■ **SOAL TERTULIS A**:
Menurut artikel tentang rapat Partai Golkar, pukul berapa rapat pengurus harian itu dimulai?
■ **SOAL TERTULIS B**:
Tolong salin dari artikel tentang rapat Partai Golkar semua teks mulai dari "Baca berita dengan" sampai ke "pukul 23.45 WIB.".
■ **SOAL TERTULIS C**:
Lanjutkan artikel tentang rapat Partai Golkar dari kalimat terakhirnya.

■ **TEKS BACAAN**:
###

Baca berita dengan sedikit iklan, klik di sini
DINGINNYA udara di luar ruangan tak mampu membendung panasnya suasana rapat harian pengurus Partai Golkar di markas besarnya, Slipi, Jakarta Barat. "Kalau enggak panas, bukan Golkar. Apalagi menyangkut soal Akbar," kata sumber TEMPO yang ikut hadir dalam rapat yang dimulai pukul 20.00 dan berakhir pukul 02.00 WIB Selasa dua pekan lalu itu.
Awalnya rapat yang langsung dipimpin Akbar itu lancar-lancar saja. Tiba-tiba rapat itu sedikit menegang saat sampai pada agenda pembahasan nasib Ketua Umum Partai Golkar, Akbar Tandjung. Jam dinding sudah menunjukkan pukul 23.45 WIB.
Seperti biasa, Fahmi Idris, Marwah Daud, dan Theo L. Sambuaga, petinggi Golkar yang berseberangan dengan Akbar, kembali melontarkan pendapatnya agar Akbar mundur dari jabatan ketua umum partai. Maklum, semuanya tak lepas dari putusan Pengadilan Tinggi Jakarta, pertengahan bulan ini, yang semula diharapkan bisa meringankan status Akbar tapi malah menguatkan putusan majelis hakim Pengadilan Negeri Jakarta Pusat yang menghukum tiga tahun penjara. Namun, dalam rapat itu, semua petinggi Partai Golkar mendukung penuh upaya Akbar untuk mengajukan kasasi ke tingkat Mahkamah Agung.
Permintaan Fahmi dan kawan-kawan di hadapan 24 pengurus harian yang hadir saat itu memang bukan hal baru. Mereka sudah menggembar-gemborkan hal itu sejak Akbar diganjar hukuman tiga tahun penjara oleh Pengadilan Negeri Jakarta Pusat, September lalu. Namun kali ini pertimbangannya lebih jelas. Pengadilan tinggi sudah menguatkan putusan pengadilan negeri. Pengajuan kasasi ke Mahkamah Agung, menurut salah satu Ketua Partai Golkar, Marwah Daud, akan memakan waktu yang relatif lama. Padahal Pemilu 2004 sudah jelas-jelas di depan mata. Jika Akbar tidak non-aktif atau mundur, dikhawatirkan partai ini tidak akan bisa mempersiapkan diri ikut bertanding di ajang Pemilu 2004.

###

Catatan dataset penunjukan
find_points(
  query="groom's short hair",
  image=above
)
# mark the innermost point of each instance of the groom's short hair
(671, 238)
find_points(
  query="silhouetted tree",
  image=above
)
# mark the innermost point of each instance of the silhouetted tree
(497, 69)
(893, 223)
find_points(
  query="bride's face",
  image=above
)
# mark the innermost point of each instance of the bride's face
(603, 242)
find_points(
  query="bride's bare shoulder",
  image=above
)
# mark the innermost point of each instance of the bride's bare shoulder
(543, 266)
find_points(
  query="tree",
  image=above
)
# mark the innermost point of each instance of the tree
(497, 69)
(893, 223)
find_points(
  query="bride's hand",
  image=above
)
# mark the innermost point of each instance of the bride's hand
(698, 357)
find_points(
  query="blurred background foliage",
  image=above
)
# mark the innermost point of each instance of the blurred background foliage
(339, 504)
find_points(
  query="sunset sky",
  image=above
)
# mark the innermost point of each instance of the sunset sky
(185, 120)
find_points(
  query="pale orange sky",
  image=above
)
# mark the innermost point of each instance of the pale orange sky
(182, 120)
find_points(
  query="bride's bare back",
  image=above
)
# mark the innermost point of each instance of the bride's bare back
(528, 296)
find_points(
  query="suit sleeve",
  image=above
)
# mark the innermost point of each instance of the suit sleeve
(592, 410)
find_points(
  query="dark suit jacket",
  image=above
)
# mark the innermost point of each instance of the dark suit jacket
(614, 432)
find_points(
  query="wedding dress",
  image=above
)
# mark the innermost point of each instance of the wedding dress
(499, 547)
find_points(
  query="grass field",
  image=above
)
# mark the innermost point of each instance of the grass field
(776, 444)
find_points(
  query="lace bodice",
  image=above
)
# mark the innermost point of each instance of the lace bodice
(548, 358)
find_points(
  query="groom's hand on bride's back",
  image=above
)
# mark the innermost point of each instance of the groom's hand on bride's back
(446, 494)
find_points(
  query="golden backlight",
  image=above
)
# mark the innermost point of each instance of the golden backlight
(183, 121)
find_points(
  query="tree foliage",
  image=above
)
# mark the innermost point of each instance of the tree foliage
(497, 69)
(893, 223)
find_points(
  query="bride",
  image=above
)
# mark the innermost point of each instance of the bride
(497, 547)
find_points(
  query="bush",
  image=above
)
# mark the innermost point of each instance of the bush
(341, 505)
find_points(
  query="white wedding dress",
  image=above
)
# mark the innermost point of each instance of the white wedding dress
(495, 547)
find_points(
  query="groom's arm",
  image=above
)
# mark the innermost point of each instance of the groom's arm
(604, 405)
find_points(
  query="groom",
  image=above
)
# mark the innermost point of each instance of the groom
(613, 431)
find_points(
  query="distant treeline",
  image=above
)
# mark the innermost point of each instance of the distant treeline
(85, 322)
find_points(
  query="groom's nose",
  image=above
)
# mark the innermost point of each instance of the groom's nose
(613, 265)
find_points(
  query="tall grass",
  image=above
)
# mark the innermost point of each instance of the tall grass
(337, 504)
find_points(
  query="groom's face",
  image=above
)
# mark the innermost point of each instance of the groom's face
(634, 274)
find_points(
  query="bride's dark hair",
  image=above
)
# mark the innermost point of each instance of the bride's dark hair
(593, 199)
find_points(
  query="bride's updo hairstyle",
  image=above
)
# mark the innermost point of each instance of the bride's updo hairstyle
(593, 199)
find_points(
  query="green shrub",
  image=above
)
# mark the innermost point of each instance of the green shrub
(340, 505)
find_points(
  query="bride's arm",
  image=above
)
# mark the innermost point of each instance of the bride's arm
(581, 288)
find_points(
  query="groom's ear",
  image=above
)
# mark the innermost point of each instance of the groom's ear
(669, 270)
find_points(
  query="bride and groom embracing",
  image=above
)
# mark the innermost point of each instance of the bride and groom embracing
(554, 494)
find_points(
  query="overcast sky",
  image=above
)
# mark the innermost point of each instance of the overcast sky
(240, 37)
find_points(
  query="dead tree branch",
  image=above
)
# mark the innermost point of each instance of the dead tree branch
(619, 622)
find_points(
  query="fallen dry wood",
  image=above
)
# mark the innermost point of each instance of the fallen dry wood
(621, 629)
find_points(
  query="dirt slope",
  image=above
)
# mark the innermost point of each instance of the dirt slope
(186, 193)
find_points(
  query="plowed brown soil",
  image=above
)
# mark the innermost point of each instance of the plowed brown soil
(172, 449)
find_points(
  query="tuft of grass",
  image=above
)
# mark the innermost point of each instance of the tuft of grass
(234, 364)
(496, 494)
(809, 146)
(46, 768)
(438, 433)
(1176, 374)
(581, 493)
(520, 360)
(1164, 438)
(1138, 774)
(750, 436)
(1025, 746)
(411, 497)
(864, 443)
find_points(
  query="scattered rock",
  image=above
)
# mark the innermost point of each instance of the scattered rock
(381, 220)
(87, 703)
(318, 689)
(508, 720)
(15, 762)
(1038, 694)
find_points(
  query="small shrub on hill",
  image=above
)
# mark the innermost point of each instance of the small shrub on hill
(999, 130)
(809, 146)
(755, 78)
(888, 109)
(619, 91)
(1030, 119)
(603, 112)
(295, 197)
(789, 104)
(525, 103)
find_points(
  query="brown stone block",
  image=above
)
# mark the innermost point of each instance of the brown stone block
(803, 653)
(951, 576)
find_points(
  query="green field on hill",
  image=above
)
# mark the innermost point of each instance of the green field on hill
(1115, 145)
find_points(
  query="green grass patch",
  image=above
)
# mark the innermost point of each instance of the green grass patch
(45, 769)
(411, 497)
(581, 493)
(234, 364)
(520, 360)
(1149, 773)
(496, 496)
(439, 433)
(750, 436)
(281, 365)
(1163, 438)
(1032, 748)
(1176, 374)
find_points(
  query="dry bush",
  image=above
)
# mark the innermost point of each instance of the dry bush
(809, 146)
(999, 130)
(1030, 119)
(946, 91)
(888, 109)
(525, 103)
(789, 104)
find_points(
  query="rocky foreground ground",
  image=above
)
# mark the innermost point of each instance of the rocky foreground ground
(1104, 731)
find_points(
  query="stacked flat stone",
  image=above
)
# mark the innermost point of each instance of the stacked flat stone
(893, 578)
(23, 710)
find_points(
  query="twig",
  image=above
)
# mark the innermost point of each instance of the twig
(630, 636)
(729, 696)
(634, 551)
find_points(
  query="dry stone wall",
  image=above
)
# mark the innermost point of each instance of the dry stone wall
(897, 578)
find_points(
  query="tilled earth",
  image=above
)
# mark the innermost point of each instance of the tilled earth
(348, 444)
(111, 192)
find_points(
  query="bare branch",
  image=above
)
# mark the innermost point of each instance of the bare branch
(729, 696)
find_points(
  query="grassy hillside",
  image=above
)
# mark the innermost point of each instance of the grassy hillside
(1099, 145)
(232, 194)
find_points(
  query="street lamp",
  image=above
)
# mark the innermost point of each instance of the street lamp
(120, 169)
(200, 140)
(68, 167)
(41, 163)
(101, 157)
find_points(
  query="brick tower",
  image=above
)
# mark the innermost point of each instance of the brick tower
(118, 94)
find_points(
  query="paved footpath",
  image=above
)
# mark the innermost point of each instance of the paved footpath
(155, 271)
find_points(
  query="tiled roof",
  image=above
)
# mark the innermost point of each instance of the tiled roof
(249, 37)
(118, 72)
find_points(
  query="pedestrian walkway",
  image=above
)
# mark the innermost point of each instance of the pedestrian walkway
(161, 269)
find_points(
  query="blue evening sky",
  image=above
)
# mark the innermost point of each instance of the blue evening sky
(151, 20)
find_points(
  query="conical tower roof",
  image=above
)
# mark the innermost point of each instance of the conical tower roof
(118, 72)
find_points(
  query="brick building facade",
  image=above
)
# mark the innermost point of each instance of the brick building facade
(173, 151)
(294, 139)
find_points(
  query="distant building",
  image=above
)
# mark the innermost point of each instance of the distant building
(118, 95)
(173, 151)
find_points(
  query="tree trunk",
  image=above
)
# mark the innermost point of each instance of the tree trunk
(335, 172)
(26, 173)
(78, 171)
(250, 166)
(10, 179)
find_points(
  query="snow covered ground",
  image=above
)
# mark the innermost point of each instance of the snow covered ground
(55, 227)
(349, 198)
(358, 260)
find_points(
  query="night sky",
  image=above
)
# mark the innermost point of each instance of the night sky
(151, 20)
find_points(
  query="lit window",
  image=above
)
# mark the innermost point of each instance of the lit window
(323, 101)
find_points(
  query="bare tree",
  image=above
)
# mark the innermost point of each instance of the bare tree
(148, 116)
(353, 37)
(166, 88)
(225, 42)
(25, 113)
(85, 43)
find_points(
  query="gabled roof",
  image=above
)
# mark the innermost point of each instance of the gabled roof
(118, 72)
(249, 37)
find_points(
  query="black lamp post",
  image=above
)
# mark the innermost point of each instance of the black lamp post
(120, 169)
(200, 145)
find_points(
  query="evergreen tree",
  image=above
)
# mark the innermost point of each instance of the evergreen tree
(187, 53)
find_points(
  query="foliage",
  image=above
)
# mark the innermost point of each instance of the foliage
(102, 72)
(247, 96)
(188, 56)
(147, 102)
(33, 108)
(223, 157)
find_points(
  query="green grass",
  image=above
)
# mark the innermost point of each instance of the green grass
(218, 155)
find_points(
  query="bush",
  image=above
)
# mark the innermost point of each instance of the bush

###

■ **JAWABAN YANG DIHARAPKAN A**:
Pukul 20.00.

■ **JAWABAN YANG DIHARAPKAN B**:
Baca berita dengan sedikit iklan, klik di sini
DINGINNYA udara di luar ruangan tak mampu membendung panasnya suasana rapat harian pengurus Partai Golkar di markas besarnya, Slipi, Jakarta Barat. "Kalau enggak panas, bukan Golkar. Apalagi menyangkut soal Akbar," kata sumber TEMPO yang ikut hadir dalam rapat yang dimulai pukul 20.00 dan berakhir pukul 02.00 WIB Selasa dua pekan lalu itu.
Awalnya rapat yang langsung dipimpin Akbar itu lancar-lancar saja. Tiba-tiba rapat itu sedikit menegang saat sampai pada agenda pembahasan nasib Ketua Umum Partai Golkar, Akbar Tandjung. Jam dinding sudah menunjukkan pukul 23.45 WIB.

■ **JAWABAN YANG DIHARAPKAN C**:
Merasa diserang, seperti biasanya, dengan gaya kalem Akbar tetap ngotot ogah non-aktif, apalagi mundur. Alasannya, hingga saat ini, belum ada keputusan hukum tetap yang menyatakan dirinya bersalah. Selain itu, Akbar masih merasa mengantongi dukungan dari sebagian besar dewan pemimpin daerah (DPD).
Setelah berdebat kurang-lebih tiga jam itu, akhirnya rapat memutuskan status Akbar dan dampaknya bagi partai akan langsung ditanyakan kepada pengurus semua DPD dalam rapat pimpinan nasional (rapimnas) yang bakal digelar akhir Maret ini. Semula, rapimnas direncanakan pada Februari.
Ketua Partai Golkar Rambe Kamarulzaman membenarkan keputusan itu. Menurut Rambe, agar perdebatan soal perlu-tidaknya Akbar mundur itu tidak berlarut-larut dan hanya melibatkan elite-elite partai, lebih baik masalah tersebut langsung ditanyakan kepada pengurus DPD dalam forum rapimnas.
Petinggi Partai Golkar lainnya yang menolak disebut identitasnya menuturkan bahwa rapimnas Maret nanti juga bisa mencabut keputusan Rapimnas IV/2000 yang menunda pelaksanaan musyawarah nasional (munas) dari 2003 ke 2004. "Tarik-ulur melaksanakan munas pada 2003 atau 2004 kemungkinan bakal ramai," ujar sumber tadi kepada TEMPO. Maksudnya, bisa saja munas dilaksanakan pada tahun 2003 asalkan setengah plus satu DPD meminta keputusan rapimnas sebelumnya dicabut.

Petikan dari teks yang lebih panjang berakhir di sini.